EXERCISE
Please copy the material again, starting at its beginning and ending at the line that contains "pixel 1083 584" (both ends included), and add 125 to every x and y pixel coordinate in the answers while leaving all other lines unchanged. Give only those lines, and leave the pictures out.

**** GIVEN DATA ****

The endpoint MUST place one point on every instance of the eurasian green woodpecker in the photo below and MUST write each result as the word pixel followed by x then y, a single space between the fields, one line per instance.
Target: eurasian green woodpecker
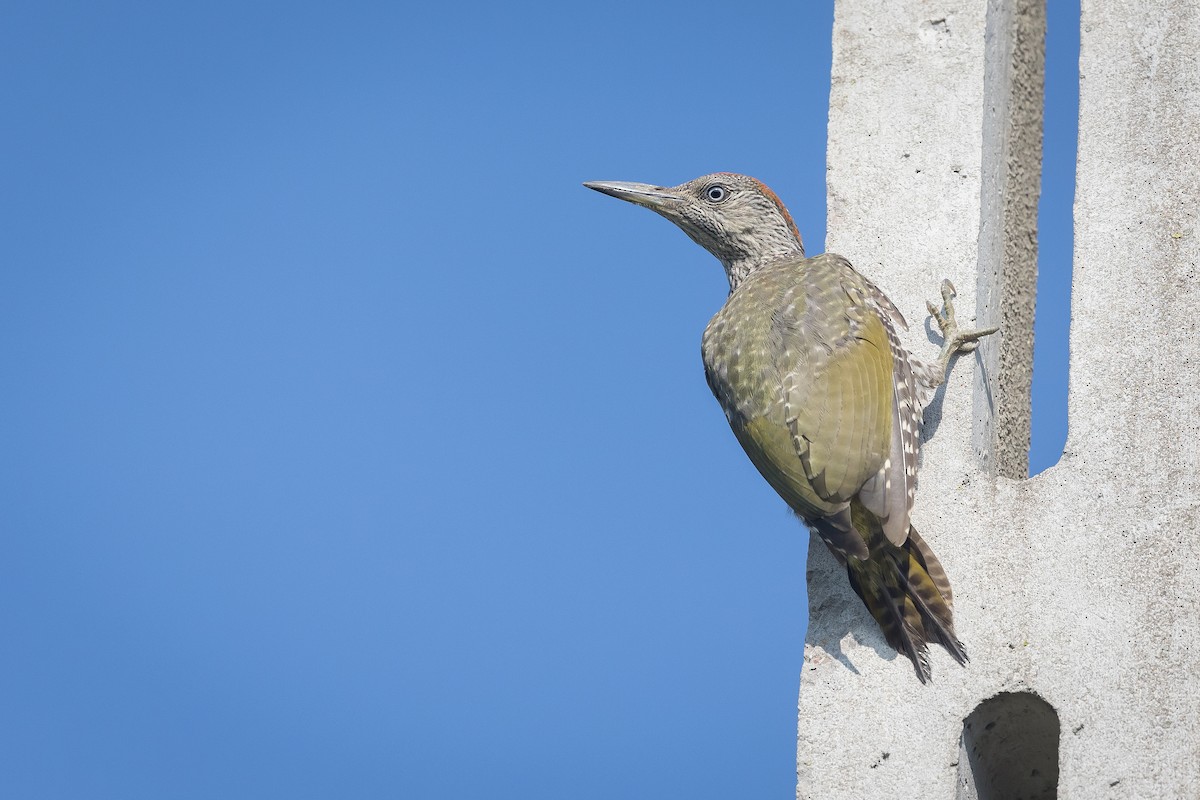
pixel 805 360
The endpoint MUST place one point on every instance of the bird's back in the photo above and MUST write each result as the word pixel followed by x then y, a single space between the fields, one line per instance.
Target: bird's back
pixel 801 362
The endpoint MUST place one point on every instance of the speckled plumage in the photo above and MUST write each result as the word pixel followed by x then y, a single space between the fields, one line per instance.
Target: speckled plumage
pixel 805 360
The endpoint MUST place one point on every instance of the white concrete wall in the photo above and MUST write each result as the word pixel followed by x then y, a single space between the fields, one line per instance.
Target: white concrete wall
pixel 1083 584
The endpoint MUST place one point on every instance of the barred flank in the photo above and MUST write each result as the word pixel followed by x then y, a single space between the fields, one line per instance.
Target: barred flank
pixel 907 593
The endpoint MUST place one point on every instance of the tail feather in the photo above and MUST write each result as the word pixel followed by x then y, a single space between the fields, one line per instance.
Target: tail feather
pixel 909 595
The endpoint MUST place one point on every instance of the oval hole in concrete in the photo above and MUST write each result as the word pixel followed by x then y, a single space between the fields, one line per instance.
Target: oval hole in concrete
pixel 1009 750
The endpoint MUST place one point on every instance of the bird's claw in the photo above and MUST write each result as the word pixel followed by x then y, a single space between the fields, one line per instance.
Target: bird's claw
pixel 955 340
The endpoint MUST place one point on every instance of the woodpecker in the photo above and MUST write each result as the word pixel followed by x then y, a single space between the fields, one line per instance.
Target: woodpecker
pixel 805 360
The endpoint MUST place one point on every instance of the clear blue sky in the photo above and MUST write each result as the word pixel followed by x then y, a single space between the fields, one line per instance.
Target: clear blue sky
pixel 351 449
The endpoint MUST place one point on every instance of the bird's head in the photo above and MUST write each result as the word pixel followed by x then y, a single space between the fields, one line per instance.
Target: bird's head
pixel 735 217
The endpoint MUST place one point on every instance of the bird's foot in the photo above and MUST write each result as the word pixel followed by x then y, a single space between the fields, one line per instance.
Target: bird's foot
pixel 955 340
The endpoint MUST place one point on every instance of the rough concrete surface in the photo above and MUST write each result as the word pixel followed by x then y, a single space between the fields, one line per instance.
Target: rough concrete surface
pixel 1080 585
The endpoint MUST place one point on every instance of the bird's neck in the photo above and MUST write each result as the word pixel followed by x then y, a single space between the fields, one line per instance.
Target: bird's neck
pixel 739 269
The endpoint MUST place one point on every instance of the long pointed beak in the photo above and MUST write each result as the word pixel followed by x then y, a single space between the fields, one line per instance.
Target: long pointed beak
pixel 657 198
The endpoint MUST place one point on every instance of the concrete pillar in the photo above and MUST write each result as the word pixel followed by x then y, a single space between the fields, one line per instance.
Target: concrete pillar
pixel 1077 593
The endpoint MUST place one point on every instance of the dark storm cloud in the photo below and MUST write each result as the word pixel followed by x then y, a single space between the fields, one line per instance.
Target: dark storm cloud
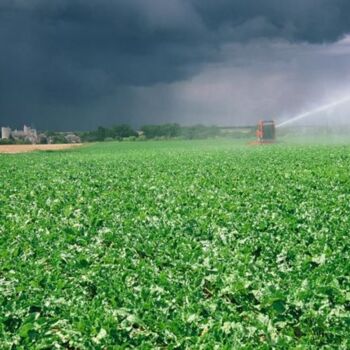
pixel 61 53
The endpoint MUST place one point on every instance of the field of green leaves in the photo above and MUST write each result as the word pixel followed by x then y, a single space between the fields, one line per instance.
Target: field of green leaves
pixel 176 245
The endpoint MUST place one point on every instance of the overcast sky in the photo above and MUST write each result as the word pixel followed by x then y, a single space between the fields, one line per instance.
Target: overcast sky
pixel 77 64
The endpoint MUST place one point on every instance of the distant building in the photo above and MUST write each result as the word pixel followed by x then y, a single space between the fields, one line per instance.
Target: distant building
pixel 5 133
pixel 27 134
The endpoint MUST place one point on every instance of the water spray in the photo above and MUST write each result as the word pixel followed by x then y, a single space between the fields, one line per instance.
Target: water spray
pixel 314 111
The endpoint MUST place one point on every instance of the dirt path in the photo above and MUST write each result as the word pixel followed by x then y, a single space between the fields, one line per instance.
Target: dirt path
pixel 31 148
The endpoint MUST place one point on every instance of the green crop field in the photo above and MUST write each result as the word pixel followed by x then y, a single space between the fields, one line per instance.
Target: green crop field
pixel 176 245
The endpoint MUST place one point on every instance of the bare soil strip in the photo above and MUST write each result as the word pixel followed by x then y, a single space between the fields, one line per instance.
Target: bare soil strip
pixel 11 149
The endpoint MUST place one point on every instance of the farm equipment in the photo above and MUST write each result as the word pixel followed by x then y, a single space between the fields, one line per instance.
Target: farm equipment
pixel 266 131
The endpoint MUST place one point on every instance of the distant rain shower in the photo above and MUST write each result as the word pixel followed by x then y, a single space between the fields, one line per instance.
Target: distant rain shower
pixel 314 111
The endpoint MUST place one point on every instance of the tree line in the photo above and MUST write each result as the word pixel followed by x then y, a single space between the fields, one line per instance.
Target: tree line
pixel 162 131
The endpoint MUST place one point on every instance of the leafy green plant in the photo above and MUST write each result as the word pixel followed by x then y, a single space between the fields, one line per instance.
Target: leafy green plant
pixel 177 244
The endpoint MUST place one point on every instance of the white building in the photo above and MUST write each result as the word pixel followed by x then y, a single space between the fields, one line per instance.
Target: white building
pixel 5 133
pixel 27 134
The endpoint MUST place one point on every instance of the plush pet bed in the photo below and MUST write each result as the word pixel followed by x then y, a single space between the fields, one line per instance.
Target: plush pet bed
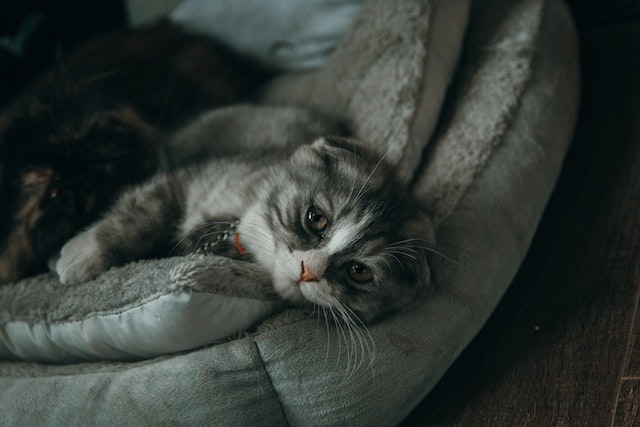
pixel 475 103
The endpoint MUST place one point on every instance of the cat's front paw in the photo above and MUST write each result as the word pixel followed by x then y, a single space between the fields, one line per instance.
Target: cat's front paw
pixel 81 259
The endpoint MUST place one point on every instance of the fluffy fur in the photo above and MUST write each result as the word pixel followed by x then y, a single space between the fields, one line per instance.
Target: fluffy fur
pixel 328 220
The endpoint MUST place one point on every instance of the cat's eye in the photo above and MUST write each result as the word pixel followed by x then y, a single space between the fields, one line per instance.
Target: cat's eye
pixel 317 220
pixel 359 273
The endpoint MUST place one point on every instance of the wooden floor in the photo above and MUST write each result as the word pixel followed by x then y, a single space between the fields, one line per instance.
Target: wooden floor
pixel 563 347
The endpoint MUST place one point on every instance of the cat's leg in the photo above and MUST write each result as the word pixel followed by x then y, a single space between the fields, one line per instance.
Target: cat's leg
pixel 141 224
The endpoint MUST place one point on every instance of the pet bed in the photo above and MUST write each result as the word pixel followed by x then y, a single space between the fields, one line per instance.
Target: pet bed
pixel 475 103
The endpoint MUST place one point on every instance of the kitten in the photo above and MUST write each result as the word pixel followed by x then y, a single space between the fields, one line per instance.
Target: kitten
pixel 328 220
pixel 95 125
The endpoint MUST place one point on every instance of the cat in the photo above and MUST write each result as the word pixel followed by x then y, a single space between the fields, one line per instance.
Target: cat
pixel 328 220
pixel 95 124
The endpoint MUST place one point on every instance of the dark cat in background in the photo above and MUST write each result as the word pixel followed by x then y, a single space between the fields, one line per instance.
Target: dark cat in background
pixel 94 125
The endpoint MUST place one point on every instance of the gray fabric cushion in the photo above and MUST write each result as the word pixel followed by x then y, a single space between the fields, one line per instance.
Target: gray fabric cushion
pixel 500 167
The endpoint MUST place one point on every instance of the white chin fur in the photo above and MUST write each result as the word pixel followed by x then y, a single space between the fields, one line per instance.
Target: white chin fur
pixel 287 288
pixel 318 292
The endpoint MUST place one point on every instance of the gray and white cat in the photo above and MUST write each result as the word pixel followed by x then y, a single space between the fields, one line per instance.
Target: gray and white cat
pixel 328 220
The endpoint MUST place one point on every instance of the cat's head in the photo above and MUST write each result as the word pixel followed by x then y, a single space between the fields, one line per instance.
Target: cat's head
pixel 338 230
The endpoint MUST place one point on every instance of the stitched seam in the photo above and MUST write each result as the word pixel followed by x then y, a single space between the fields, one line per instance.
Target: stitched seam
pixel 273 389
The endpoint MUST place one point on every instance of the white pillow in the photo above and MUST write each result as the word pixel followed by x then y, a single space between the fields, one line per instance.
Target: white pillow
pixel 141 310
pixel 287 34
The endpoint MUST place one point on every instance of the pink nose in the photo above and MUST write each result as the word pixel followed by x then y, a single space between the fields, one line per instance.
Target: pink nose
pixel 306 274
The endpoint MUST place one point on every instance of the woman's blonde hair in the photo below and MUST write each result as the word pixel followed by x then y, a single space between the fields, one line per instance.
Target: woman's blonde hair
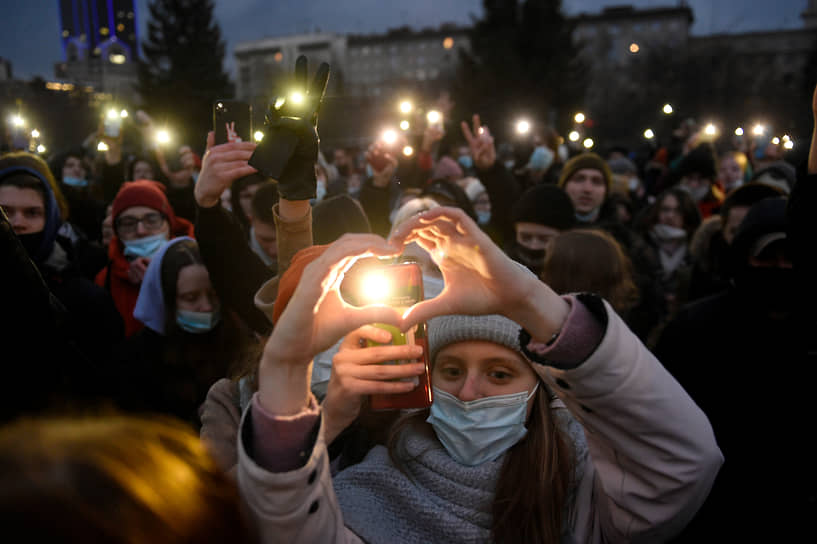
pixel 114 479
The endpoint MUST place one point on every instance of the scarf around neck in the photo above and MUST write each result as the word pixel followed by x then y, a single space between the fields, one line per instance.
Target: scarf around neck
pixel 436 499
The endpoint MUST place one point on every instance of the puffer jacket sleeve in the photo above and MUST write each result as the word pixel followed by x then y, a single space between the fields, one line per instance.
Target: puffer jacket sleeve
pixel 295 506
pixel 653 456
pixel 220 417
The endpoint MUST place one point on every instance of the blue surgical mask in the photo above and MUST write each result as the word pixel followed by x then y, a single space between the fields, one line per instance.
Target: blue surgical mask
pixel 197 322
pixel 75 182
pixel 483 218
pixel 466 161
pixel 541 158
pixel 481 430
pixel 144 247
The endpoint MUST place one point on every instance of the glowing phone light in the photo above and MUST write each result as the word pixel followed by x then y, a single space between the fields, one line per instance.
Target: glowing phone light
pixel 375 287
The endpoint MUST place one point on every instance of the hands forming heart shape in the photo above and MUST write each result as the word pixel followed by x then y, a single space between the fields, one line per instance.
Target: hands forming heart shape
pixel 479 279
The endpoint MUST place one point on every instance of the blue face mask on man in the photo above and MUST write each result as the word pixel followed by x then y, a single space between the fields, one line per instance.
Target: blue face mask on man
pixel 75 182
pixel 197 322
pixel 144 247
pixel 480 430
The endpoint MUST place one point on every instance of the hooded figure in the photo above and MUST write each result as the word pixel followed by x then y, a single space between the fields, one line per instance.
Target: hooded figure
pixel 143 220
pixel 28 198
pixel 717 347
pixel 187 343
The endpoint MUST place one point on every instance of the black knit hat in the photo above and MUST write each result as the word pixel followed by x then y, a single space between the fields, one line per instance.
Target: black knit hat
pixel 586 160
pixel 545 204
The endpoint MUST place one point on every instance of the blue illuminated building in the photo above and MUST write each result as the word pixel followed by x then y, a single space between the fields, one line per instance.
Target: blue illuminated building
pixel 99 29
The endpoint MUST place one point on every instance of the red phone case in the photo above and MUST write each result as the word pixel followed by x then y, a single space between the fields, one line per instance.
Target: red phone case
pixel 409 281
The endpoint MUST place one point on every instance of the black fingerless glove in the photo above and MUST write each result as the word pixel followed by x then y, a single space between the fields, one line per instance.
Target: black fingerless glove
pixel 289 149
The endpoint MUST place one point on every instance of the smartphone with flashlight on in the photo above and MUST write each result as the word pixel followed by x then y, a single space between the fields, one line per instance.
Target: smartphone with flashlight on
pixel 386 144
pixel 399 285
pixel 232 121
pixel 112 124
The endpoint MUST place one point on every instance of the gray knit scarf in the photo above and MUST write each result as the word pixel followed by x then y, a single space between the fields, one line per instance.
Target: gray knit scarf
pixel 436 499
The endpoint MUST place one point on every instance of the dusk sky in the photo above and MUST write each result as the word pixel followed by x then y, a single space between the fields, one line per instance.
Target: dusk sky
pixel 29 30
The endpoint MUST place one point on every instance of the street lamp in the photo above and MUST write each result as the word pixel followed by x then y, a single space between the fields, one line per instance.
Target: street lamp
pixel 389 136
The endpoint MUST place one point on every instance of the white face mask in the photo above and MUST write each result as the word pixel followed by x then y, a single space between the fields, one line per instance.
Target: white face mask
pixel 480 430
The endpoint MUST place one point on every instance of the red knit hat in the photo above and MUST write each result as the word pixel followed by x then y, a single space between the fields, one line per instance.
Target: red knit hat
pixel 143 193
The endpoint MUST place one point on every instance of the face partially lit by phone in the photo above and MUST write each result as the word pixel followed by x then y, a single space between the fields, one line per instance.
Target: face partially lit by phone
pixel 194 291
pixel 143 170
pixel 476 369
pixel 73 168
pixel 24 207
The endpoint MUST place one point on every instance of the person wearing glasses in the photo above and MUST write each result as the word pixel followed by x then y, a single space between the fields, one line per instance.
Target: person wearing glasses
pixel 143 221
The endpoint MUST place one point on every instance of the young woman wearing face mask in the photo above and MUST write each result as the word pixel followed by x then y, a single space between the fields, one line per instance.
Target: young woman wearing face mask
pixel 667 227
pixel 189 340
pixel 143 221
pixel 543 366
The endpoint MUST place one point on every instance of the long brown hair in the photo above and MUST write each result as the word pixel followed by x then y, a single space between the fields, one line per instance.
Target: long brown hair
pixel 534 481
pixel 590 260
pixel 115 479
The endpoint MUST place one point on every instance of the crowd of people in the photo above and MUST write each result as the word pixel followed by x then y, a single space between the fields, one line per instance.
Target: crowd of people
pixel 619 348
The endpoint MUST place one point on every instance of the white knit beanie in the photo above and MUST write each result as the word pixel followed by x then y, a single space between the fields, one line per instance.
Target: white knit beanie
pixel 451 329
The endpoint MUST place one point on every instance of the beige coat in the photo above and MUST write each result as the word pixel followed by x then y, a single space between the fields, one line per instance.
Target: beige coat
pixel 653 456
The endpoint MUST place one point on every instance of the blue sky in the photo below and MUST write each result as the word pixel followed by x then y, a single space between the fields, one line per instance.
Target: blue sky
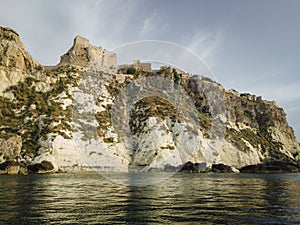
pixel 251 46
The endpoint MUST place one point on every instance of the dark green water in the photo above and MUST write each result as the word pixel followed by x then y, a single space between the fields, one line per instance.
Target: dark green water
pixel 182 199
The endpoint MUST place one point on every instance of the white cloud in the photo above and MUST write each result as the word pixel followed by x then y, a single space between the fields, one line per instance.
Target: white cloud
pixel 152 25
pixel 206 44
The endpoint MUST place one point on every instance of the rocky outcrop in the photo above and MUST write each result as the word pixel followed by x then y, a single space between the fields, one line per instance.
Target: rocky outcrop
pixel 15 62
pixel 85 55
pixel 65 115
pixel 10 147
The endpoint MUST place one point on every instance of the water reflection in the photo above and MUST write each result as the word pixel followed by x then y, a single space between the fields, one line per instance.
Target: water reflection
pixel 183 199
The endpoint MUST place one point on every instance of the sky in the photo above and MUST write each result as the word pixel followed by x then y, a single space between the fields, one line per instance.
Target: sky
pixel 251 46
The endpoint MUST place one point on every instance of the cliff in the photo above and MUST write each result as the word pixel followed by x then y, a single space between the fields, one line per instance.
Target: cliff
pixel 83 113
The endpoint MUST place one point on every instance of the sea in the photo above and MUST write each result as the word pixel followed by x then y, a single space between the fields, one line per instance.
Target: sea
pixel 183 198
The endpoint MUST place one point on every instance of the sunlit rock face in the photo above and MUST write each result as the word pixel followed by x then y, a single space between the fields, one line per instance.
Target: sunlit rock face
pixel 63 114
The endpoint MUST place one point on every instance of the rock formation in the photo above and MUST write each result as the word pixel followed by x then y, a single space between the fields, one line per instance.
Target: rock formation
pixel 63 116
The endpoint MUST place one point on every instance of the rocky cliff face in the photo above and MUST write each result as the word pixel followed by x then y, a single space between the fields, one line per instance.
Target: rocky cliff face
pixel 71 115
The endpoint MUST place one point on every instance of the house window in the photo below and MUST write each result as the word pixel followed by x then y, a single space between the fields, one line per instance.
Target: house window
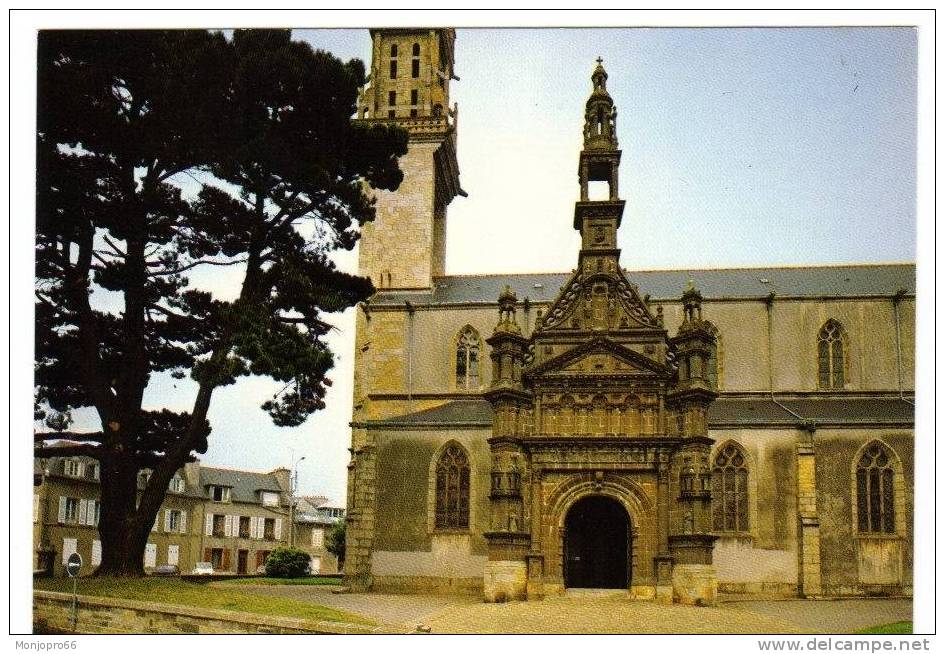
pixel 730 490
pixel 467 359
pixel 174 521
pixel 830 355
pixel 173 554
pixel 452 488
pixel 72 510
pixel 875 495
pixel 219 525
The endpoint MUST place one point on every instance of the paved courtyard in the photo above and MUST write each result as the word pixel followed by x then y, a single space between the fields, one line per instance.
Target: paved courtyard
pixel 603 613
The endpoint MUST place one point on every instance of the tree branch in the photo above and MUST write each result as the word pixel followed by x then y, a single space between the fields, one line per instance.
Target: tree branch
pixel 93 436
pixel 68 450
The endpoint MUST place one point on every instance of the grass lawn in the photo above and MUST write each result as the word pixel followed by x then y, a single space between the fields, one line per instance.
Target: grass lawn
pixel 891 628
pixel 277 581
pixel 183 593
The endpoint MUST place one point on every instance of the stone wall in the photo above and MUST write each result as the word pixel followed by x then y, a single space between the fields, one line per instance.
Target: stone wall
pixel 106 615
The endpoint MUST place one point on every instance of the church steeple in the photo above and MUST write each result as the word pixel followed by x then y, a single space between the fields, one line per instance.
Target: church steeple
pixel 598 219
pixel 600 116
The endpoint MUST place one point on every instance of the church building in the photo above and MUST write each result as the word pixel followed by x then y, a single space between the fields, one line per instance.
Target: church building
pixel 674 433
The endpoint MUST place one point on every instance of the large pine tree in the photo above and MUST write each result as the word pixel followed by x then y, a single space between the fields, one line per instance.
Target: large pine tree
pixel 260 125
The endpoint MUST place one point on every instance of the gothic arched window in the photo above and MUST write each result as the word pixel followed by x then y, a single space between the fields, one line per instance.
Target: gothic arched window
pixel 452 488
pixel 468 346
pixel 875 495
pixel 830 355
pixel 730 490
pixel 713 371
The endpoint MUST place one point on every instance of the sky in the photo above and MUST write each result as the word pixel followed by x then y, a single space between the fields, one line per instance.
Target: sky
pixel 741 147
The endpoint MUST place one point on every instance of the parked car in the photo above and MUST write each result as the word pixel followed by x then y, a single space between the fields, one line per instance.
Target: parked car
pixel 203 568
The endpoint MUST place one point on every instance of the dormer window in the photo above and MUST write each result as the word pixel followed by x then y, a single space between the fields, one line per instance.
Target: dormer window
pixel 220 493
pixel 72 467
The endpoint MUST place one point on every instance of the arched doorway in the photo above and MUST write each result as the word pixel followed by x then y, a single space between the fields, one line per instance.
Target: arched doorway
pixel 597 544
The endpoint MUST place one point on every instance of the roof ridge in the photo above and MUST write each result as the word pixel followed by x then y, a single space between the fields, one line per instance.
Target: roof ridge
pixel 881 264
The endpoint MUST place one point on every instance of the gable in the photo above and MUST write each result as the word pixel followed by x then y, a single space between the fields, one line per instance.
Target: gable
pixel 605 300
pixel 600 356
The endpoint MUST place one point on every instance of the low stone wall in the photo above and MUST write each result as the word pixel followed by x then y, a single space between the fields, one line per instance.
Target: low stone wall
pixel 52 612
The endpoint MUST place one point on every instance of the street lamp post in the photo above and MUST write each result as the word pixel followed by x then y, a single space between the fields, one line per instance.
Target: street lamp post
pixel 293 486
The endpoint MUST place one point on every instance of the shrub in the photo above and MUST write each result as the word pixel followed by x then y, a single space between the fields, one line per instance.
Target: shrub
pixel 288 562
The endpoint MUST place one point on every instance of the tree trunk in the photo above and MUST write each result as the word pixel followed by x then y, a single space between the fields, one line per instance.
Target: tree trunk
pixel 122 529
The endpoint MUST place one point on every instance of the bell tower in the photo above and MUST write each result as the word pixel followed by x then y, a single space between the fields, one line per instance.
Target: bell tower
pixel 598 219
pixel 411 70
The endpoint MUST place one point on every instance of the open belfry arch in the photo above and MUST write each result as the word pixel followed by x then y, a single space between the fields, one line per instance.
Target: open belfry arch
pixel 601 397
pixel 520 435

****

EXERCISE OUTPUT
The endpoint MUST place one point on every instance of the eurasian green woodpecker in the photo below and MUST write each result as the word pixel followed by x then y, a single space between the fields, one line per instance.
Target: eurasian green woodpecker
pixel 930 485
The endpoint MUST place one point on every instance of the bird's back in the photo above and MUST write each result as the word pixel followed by x then y, a single space between the fields, one line per instance.
Target: bird's back
pixel 926 487
The endpoint MUST place one point on every instance of the speckled plumage in the photo above and MUST write each result as the word pixel followed by x then y, a single space between the fields, one line per instance.
Target: speckled plumage
pixel 930 485
The endpoint MUST place one point on every instance of the white concrete wall in the photo above and MUST write each result as the word pixel followed by x then y, a single space between the fields, one line per instance.
Target: white concrete wall
pixel 1208 709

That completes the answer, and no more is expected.